Cumartesi, Mart 01, 2008

Hayatla beni



(20’li Yaşlarına Gelmeden Çocuğumu Asla Sokmayacağım Pasajlar 2)



“Dışarıya baktığımda daha baştan her yanda tartışma, çelişki, öfke, iftira, ve kötüleme görürüm. Gözümü içeri çevirdiğimde, kuşku ve bilgisizlikten başka birşey bulamam. Tüm dünya bana karşı çıkmak ve beni çürütmek için elbirliği yapar; ama öyle zayıfım ki, tüm görüşlerimin başkalaırnın onaylarıyla desteklenmedikleri zaman gevşeyip kendiliklerinden düştüklerini duyarım. Her adımı duraksayarak atarım, ve her yeni düşünce beni uslamlamamda bir yanılgı ve saçmalık korkusuna düşürür.” (David Hume)

§ **Amaç 1**
Kayıtların başından "[[298,1],[129,1],[0,0],[0,95],[298,88]]" bulunan satıra kadar (o satır da dahil) olan satırları, "blue sky" yerine "clear sky" koyarak değiştir ve başka hiçbir şeye dokunmadan yeniden yaz. Resimleri cevaba alma.
Metin ile kayıtlar birbirinden farklı kaynaklardan alınmıştır.

§ **Görev verileri**

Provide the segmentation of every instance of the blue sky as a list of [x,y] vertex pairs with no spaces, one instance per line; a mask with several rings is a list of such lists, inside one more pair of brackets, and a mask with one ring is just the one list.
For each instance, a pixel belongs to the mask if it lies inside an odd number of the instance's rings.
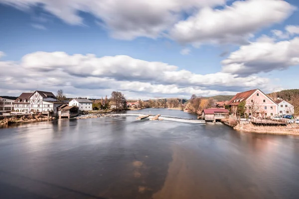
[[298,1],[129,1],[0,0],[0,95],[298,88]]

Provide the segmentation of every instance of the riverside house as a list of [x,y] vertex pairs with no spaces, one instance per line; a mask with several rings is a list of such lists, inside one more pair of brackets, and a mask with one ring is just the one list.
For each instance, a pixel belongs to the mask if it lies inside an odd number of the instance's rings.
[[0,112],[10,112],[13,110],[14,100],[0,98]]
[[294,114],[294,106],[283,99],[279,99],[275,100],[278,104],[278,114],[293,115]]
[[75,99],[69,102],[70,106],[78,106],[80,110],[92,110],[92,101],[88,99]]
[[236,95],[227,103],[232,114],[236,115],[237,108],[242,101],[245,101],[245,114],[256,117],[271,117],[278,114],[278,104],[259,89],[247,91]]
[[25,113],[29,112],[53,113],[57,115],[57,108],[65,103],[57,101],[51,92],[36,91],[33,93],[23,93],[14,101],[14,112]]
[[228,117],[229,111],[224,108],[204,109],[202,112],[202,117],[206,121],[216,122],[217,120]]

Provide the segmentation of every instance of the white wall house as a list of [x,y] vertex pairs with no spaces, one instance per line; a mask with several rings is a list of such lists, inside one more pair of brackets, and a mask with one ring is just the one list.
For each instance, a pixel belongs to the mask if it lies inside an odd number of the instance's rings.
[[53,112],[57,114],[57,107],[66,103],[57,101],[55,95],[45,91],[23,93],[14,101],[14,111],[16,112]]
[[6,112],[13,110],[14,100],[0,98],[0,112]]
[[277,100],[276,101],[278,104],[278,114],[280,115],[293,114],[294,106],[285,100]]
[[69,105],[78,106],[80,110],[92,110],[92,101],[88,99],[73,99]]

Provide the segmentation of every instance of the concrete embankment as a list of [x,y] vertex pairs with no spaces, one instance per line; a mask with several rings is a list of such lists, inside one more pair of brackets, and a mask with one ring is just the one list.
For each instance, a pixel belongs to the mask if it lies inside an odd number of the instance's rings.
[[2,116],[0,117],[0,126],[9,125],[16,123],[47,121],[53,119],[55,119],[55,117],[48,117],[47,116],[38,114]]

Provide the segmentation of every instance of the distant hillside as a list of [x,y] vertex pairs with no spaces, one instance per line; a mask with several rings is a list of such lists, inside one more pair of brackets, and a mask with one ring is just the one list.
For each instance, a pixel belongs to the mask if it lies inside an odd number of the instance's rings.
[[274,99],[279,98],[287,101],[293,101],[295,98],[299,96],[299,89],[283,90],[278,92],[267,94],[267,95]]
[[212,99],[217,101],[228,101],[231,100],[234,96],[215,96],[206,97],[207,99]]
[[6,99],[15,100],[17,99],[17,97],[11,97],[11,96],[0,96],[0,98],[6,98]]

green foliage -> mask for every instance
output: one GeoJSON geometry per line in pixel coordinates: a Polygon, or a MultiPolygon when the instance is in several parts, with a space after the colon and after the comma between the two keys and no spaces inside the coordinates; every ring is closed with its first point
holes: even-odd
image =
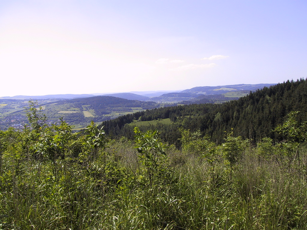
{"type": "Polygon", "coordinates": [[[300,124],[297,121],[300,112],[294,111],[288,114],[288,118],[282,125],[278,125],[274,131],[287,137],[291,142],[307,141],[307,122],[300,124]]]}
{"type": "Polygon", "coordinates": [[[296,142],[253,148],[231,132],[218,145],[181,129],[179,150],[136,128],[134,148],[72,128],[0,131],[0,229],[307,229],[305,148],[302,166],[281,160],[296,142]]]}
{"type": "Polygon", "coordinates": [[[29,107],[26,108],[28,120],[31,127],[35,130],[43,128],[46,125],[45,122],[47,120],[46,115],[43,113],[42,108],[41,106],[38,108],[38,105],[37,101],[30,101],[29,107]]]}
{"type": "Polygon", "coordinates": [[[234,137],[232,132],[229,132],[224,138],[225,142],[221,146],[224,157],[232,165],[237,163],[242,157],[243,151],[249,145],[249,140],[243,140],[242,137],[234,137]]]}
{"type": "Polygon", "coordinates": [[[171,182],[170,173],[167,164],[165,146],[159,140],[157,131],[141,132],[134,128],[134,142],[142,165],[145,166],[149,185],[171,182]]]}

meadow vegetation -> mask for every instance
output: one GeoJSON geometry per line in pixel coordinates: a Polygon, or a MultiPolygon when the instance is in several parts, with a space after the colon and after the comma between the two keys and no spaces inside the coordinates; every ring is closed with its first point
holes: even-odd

§ **Amaç 2**
Alıntılanan metne göre konuşan kişi gözünü içeri çevirdiğinde ne bulur?

§ **Çözüm 1**
Provide the segmentation of every instance of the clear sky as a list of [x,y] vertex pairs with no spaces, one instance per line; a mask with several rings is a list of such lists, inside one more pair of brackets, and a mask with one ring is just the one list.
For each instance, a pixel belongs to the mask if it lies inside an odd number of the instance's rings.
[[298,1],[129,1],[0,0],[0,95],[298,88]]

§ **Çözüm 2**
Kuşku ve bilgisizlikten başka bir şey bulamaz.